* Exercise objective *
Reproduce the records below exactly, but only between the lines holding "box: [98, 124, 120, 153]" and "98L151 99L134 79L93", inclusive.

= Beginning of Section =

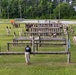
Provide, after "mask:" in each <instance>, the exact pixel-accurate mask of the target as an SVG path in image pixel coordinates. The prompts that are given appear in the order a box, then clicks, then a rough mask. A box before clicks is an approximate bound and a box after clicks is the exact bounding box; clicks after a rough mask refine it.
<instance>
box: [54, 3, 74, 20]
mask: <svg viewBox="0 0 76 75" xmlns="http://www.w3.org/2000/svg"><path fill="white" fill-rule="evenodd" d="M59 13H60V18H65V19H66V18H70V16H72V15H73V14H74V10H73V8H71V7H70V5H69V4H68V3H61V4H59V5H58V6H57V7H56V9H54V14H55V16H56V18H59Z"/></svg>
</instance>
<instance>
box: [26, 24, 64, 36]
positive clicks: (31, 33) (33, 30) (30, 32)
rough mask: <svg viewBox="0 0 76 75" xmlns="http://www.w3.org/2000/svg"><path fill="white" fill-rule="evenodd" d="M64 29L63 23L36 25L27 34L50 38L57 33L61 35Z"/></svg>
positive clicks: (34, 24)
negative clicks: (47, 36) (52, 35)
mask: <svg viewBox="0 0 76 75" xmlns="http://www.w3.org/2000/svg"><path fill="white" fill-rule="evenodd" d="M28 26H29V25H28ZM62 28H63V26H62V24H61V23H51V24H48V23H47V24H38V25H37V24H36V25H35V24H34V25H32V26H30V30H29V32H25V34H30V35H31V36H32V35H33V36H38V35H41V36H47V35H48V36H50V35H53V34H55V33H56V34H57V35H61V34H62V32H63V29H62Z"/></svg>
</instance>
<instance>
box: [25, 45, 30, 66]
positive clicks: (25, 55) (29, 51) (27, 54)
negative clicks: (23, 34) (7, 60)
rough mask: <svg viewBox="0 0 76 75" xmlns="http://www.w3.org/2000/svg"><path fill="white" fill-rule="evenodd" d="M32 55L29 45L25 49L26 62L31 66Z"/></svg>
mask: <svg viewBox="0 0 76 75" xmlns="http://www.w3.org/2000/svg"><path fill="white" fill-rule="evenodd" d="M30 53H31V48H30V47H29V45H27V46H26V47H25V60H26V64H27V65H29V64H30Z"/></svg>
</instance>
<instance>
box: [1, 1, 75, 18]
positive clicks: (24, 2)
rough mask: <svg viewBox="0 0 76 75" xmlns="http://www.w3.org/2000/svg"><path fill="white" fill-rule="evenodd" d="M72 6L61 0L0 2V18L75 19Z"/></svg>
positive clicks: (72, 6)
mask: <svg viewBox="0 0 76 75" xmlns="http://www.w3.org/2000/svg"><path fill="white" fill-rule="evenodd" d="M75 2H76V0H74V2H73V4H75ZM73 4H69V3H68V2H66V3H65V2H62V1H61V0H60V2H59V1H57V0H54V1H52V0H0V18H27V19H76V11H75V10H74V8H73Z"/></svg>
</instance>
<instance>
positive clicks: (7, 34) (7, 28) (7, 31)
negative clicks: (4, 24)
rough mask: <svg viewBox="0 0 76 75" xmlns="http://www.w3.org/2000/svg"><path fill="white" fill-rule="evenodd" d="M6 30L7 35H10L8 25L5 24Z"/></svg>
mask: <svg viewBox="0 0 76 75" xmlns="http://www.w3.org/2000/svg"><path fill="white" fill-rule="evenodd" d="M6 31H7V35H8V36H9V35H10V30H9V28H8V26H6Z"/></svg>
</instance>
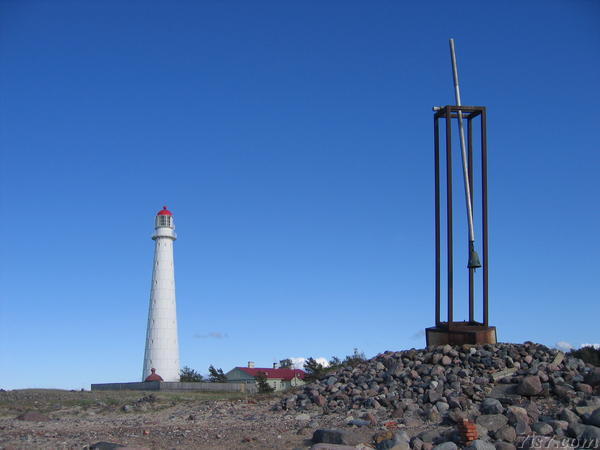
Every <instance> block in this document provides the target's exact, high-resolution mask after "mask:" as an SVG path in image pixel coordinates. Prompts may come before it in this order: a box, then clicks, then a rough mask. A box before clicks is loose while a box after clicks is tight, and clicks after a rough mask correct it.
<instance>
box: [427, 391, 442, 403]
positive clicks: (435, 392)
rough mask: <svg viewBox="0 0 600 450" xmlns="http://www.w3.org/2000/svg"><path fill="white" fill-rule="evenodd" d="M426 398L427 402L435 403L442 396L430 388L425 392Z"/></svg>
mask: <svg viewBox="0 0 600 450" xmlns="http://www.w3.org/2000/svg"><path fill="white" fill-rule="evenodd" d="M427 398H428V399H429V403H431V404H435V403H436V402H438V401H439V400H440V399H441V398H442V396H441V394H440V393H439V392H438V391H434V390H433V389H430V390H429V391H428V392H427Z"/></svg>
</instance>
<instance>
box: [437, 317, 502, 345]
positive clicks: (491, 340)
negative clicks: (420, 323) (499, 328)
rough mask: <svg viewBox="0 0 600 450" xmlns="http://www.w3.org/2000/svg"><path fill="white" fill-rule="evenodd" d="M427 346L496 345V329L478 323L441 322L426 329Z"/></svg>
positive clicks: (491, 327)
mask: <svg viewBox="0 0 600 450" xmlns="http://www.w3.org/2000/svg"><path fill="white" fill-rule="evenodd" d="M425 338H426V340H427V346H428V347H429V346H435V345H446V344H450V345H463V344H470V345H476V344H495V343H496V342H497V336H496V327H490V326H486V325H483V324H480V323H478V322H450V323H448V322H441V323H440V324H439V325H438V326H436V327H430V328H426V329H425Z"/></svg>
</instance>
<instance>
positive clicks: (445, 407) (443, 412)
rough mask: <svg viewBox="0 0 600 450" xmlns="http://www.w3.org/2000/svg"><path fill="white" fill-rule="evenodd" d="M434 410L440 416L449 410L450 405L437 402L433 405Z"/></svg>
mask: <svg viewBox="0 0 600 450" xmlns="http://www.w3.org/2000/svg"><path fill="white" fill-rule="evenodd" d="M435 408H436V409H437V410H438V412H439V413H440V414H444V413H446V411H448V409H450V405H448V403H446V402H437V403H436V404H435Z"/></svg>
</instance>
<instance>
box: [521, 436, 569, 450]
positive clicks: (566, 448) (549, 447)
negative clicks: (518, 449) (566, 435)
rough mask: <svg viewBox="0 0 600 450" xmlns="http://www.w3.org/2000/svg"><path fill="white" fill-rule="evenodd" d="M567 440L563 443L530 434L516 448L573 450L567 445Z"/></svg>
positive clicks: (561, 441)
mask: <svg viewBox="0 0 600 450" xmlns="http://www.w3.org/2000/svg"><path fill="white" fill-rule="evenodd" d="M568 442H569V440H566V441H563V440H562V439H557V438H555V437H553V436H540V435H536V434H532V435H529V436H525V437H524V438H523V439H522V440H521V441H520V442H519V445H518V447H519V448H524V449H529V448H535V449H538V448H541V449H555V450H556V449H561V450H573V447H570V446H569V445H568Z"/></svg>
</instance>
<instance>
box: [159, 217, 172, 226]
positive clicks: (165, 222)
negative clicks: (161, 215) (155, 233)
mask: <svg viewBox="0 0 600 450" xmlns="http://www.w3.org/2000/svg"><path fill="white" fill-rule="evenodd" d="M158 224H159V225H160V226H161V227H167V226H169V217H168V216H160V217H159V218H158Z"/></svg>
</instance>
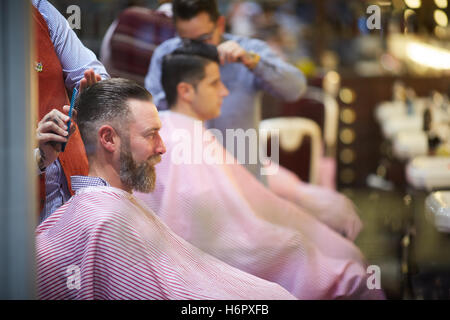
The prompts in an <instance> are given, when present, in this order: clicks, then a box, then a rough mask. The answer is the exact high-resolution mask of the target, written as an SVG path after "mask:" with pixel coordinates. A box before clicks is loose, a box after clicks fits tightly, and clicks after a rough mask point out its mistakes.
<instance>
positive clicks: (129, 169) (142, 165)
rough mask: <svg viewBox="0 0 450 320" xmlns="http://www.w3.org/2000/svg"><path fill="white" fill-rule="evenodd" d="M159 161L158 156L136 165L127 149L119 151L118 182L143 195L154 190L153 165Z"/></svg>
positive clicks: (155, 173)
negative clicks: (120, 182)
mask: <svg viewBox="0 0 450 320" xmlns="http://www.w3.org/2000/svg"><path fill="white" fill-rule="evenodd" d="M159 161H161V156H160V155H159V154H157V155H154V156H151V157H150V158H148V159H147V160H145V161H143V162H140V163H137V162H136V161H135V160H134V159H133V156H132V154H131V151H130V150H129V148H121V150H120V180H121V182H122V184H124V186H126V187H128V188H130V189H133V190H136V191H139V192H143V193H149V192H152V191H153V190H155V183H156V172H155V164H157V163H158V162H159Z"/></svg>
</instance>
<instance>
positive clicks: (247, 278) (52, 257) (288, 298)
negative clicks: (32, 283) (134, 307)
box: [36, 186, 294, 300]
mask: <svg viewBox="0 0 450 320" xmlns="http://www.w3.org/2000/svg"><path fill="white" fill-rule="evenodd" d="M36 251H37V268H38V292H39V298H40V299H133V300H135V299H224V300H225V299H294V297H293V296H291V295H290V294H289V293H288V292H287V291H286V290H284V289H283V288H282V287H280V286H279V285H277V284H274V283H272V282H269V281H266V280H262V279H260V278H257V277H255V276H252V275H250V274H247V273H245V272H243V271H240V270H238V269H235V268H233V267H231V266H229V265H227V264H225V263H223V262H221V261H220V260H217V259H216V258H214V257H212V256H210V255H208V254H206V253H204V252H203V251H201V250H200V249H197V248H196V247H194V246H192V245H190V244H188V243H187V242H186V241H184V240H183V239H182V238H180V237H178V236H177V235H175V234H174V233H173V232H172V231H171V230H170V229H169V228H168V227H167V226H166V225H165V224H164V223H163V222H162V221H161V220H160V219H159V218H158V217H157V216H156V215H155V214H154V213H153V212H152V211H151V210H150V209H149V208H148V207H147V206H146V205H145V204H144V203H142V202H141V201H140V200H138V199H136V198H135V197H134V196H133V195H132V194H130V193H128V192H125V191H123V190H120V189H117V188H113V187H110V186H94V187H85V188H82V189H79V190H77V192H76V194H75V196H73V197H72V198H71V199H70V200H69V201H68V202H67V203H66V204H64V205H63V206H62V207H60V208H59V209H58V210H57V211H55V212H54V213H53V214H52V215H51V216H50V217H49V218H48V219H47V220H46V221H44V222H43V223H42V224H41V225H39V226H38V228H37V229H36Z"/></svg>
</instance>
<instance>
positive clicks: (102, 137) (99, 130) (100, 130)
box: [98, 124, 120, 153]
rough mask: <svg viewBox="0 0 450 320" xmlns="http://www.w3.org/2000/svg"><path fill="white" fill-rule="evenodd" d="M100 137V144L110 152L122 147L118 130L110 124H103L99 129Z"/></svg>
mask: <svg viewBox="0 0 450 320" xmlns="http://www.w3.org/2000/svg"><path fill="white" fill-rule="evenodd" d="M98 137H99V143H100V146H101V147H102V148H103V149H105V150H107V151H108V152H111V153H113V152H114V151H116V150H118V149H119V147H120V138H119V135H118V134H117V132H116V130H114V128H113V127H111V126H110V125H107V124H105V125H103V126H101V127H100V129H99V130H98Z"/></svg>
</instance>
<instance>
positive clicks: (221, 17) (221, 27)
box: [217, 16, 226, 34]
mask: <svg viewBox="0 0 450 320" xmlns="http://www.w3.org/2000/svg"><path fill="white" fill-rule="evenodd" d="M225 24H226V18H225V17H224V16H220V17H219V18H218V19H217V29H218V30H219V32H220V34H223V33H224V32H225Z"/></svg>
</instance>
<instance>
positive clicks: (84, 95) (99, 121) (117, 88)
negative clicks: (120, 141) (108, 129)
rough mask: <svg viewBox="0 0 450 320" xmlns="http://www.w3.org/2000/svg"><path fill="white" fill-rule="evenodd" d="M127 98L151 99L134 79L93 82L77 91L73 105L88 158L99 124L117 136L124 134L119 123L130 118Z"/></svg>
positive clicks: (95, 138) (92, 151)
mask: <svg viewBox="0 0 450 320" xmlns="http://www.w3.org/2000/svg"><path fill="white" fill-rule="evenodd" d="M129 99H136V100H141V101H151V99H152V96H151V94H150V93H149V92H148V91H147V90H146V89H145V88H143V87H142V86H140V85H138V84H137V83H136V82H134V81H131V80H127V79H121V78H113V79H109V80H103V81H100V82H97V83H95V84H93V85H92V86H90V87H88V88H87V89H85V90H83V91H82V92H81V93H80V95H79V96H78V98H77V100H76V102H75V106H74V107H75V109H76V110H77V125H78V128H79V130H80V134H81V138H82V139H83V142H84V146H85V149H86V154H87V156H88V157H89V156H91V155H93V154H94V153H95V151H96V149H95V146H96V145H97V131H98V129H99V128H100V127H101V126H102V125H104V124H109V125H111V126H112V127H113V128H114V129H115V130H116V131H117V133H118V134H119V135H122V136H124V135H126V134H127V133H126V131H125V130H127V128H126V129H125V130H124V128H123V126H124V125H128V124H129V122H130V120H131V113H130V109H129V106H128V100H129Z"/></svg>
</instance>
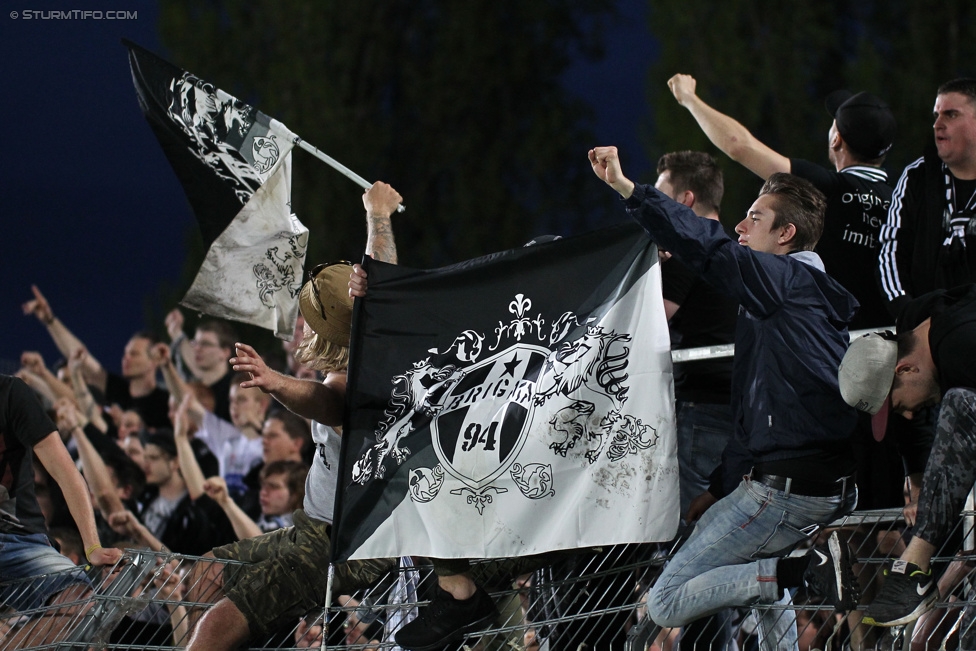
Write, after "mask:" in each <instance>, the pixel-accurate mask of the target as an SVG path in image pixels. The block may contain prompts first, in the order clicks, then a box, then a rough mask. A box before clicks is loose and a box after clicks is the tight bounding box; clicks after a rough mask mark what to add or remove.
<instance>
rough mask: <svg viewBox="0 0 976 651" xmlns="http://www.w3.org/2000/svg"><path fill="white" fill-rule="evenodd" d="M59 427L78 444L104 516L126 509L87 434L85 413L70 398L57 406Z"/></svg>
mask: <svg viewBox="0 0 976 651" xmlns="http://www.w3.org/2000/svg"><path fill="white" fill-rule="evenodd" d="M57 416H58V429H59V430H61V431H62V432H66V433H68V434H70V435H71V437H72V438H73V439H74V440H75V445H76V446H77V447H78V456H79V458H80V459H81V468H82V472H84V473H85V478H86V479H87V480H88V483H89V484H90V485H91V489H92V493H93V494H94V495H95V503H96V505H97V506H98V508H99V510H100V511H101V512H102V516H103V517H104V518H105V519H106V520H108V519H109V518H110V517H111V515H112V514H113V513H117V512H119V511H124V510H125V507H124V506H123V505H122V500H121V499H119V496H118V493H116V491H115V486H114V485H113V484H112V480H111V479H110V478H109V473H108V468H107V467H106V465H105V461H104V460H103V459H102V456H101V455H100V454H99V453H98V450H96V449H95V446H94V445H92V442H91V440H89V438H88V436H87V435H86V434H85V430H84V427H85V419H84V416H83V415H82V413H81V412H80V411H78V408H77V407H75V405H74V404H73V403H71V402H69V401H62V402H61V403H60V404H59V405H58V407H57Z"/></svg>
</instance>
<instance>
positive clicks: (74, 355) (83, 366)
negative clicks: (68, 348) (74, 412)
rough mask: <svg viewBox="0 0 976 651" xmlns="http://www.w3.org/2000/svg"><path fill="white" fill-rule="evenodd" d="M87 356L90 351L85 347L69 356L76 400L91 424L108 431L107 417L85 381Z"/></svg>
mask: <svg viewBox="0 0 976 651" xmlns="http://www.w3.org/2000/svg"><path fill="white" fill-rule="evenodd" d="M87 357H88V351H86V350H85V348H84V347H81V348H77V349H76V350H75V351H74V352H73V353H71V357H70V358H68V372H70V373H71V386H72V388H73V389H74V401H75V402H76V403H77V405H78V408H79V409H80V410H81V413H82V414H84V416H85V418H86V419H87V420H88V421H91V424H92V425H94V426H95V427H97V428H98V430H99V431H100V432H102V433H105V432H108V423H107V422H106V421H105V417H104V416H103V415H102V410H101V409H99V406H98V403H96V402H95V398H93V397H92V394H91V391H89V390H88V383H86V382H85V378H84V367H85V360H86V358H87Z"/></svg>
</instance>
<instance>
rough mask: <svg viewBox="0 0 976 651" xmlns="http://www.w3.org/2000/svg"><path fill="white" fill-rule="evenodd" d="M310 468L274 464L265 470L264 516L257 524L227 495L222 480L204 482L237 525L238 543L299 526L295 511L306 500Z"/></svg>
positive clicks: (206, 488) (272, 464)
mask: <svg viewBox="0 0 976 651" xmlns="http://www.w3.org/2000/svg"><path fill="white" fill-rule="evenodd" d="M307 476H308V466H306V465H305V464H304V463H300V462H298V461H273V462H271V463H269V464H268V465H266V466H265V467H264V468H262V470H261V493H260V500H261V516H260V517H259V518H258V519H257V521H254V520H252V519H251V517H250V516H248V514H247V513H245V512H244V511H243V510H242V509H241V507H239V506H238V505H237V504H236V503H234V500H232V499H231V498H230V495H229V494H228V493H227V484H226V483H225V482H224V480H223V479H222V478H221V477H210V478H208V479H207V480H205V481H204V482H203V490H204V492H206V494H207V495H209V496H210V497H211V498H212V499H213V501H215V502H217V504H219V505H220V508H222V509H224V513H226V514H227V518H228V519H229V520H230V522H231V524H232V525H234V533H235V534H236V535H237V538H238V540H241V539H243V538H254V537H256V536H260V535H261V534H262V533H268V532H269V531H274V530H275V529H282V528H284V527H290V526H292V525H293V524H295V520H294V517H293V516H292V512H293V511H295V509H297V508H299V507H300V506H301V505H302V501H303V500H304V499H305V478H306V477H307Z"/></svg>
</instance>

= End of Section =

* Written response *
box: [98, 124, 120, 153]
rough mask: <svg viewBox="0 0 450 320" xmlns="http://www.w3.org/2000/svg"><path fill="white" fill-rule="evenodd" d="M100 137V144L110 152L122 147L118 130L110 124H103L99 129Z"/></svg>
mask: <svg viewBox="0 0 450 320" xmlns="http://www.w3.org/2000/svg"><path fill="white" fill-rule="evenodd" d="M98 137H99V143H100V146H101V147H102V148H103V149H105V150H107V151H108V152H111V153H113V152H114V151H116V150H118V149H119V147H120V138H119V135H118V134H117V132H116V130H114V128H113V127H111V126H110V125H107V124H105V125H103V126H101V127H100V129H99V130H98Z"/></svg>
</instance>
<instance>
positive clicks: (221, 17) (221, 27)
box: [217, 16, 226, 34]
mask: <svg viewBox="0 0 450 320" xmlns="http://www.w3.org/2000/svg"><path fill="white" fill-rule="evenodd" d="M225 24H226V18H225V17H224V16H220V17H219V18H218V19H217V29H218V30H219V32H220V34H223V33H224V32H225Z"/></svg>
</instance>
<instance>
positive clicks: (84, 95) (99, 121) (117, 88)
negative clicks: (120, 141) (108, 129)
rough mask: <svg viewBox="0 0 450 320" xmlns="http://www.w3.org/2000/svg"><path fill="white" fill-rule="evenodd" d="M127 98L151 99L134 79L93 82L77 91L73 105L88 158L99 124L117 136L124 134L119 123L130 118Z"/></svg>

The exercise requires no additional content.